══ Data for this exercise

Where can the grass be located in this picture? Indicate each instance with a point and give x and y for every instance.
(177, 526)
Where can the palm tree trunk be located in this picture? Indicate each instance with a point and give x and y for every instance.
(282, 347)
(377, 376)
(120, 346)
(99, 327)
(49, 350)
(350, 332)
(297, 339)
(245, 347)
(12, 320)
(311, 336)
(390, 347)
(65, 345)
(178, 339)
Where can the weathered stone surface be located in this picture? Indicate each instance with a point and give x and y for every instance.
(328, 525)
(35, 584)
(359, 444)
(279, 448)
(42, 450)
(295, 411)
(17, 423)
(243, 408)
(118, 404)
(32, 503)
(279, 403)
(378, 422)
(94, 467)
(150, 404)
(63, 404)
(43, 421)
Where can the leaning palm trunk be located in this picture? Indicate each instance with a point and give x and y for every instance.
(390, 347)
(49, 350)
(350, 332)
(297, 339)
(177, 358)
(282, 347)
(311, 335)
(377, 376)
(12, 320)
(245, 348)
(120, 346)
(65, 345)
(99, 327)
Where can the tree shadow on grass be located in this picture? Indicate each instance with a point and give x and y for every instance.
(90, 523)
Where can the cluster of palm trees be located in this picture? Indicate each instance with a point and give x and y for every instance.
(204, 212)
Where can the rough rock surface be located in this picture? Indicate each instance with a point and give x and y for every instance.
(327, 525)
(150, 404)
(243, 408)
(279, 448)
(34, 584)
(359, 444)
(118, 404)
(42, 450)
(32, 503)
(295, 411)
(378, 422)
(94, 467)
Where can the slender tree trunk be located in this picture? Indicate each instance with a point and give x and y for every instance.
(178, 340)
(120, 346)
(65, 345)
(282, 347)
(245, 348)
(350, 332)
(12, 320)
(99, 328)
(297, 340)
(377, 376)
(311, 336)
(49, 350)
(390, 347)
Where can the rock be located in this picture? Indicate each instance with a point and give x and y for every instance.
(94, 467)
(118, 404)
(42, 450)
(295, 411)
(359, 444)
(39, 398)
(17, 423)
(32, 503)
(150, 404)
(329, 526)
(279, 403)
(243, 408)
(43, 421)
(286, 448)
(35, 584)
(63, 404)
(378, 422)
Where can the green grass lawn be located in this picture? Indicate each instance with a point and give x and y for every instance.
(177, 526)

════

-- Your objective --
Each line from the one containing "Where can the tree" through the final line of the records must be repeated exactly, with no line added or dropped.

-- Finished task --
Where can the tree shadow on grass be located in this picture? Indicate each instance with a point and give x and y for every instance.
(90, 523)
Where can the cluster of palm trees be located in this picture? Indicate each instance with a point and give x and y for every instance.
(204, 212)
Where can the rough rock surface be located in this picture? Indicate each instance with a point and give x and y for every instance.
(327, 525)
(150, 404)
(243, 408)
(279, 448)
(34, 584)
(359, 444)
(118, 404)
(42, 450)
(32, 503)
(295, 411)
(378, 422)
(94, 467)
Where can the slender tree trunk be located in this picture? Indicate each instance with a point and give x and y for every instance.
(178, 340)
(120, 346)
(65, 345)
(282, 347)
(245, 348)
(350, 332)
(12, 320)
(99, 328)
(297, 340)
(377, 376)
(311, 336)
(49, 350)
(390, 347)
Where can the rock be located in this picture? Indicate each instance with a point and give x and y for every instance.
(94, 467)
(118, 404)
(42, 450)
(295, 411)
(359, 444)
(39, 398)
(17, 423)
(32, 503)
(150, 404)
(329, 526)
(279, 403)
(243, 408)
(43, 421)
(286, 448)
(35, 584)
(63, 404)
(378, 422)
Where can the green grass lawn be located in this picture? Indicate each instance with a point and give x and y for every instance.
(177, 526)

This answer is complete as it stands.